╔══
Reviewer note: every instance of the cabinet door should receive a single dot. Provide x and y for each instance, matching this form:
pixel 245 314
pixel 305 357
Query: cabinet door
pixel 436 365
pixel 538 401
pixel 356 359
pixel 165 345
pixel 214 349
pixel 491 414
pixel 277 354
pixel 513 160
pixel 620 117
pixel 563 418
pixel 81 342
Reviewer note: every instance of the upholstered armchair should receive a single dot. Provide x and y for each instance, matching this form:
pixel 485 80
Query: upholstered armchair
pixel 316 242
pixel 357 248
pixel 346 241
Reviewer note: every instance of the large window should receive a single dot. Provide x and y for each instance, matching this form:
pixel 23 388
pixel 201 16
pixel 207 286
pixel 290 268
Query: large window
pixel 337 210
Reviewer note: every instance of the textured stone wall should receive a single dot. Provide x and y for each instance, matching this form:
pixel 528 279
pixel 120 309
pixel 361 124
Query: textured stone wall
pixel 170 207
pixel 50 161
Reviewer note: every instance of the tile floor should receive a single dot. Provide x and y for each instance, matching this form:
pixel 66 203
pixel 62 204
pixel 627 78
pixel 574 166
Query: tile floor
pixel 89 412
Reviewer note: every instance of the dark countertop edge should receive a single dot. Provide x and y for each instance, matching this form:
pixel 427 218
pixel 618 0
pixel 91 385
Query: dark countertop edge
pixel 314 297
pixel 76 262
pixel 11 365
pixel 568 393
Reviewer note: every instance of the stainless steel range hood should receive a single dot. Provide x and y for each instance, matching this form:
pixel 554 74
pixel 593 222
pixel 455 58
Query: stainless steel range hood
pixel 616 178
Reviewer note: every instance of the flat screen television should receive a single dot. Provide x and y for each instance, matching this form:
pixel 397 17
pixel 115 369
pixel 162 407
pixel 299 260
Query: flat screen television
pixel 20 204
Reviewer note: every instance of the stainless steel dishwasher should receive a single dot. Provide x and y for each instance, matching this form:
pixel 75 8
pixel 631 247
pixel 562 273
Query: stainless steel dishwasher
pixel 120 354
╚══
• Your task
Reproduce every one of the records above verbatim, line for line.

• Response to this exercise
Reviewer note: every instance of the cabinet door should receive a single dot. Provide x and y for each instance, matching this form:
pixel 245 314
pixel 305 357
Query: cabinet door
pixel 436 365
pixel 538 401
pixel 356 359
pixel 165 345
pixel 214 349
pixel 491 414
pixel 277 354
pixel 513 160
pixel 620 117
pixel 563 418
pixel 81 342
Reviewer note: every instance of the upholstered armchair should receive a single dot. Provide x and y for each instance, matching this form:
pixel 485 80
Query: upholstered armchair
pixel 316 242
pixel 357 248
pixel 346 241
Reviewer note: every instance of the large window should receive a single dot. Provide x and y for each instance, matching this form:
pixel 23 388
pixel 201 16
pixel 207 286
pixel 290 268
Query: large window
pixel 337 210
Reviewer note: every instance of the textured stone wall should receive a single dot. Provide x and y for each instance, matching this form:
pixel 528 279
pixel 120 309
pixel 361 124
Query: textured stone wall
pixel 170 207
pixel 50 161
Reviewer note: every instance of the tile floor should receive a single dot. Provide x and y for each instance, matching this form:
pixel 66 203
pixel 62 204
pixel 627 78
pixel 574 166
Query: tile floor
pixel 89 412
Reviewer note: every instance of the dark countertop edge should receive a single dot. Provide x and y for each instance, matching this form:
pixel 427 218
pixel 618 0
pixel 91 385
Query: dark countertop edge
pixel 314 297
pixel 76 262
pixel 11 365
pixel 568 393
Reviewer note: every instance of the stainless steel range hood should receive a single dot. Provide x and y for each instance, matching this form:
pixel 554 74
pixel 593 222
pixel 455 58
Query: stainless steel range hood
pixel 616 178
Reviewer note: every instance of the flat screen television should receive a single dot. Provide x and y for each instance, matching this form:
pixel 397 17
pixel 115 369
pixel 162 407
pixel 299 260
Query: flat screen television
pixel 20 204
Reviewer note: every instance of the stainless steel dishwasher should receive a single dot. Provide x and y for each instance, matching this form:
pixel 75 8
pixel 631 247
pixel 562 273
Query: stainless steel dishwasher
pixel 120 354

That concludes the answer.